[Begin]
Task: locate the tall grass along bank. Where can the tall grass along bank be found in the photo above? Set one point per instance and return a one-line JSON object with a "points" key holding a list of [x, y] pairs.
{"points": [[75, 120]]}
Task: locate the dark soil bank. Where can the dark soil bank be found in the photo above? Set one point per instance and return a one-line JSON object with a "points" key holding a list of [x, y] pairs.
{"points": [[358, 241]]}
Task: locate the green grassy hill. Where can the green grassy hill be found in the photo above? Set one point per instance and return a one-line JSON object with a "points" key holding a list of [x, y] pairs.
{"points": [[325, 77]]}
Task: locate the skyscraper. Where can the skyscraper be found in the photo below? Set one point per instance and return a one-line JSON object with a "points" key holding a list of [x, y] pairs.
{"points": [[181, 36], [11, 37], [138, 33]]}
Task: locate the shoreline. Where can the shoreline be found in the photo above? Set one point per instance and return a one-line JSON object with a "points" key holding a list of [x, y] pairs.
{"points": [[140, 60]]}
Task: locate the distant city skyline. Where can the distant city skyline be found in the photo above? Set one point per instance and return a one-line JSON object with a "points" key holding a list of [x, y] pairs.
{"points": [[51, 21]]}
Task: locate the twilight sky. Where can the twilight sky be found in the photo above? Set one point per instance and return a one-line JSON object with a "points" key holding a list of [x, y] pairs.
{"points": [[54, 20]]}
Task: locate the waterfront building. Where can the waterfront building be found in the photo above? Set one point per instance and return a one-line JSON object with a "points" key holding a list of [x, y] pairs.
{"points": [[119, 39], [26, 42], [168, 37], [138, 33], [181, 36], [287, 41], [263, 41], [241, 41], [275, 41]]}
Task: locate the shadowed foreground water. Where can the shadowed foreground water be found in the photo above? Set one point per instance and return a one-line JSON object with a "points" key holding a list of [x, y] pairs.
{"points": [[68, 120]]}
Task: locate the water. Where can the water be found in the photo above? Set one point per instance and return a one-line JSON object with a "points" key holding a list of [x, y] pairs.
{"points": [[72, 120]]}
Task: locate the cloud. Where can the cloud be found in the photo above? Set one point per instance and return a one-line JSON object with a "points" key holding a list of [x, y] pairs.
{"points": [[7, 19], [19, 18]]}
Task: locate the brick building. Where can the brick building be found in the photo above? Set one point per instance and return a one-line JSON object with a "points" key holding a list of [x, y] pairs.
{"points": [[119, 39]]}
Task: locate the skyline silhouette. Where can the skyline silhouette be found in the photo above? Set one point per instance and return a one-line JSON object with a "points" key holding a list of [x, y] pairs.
[End]
_What needs to be done_
Everything from the line containing "Task: locate the brick" to the end of the records must be written out exactly; include both of those lines and no others.

_In response_
Task: locate the brick building. Where can the brick building be found in the photo above? Set one point per instance and return a one-line JSON object with a "points" key holding a list of [x, y] pairs.
{"points": [[119, 39]]}
Task: locate the skyline silhouette. Where can the skyline silhouette be found in the photo above? Set one point per instance and return a one-line JSON object with a "points" key holding a list of [x, y] pairs.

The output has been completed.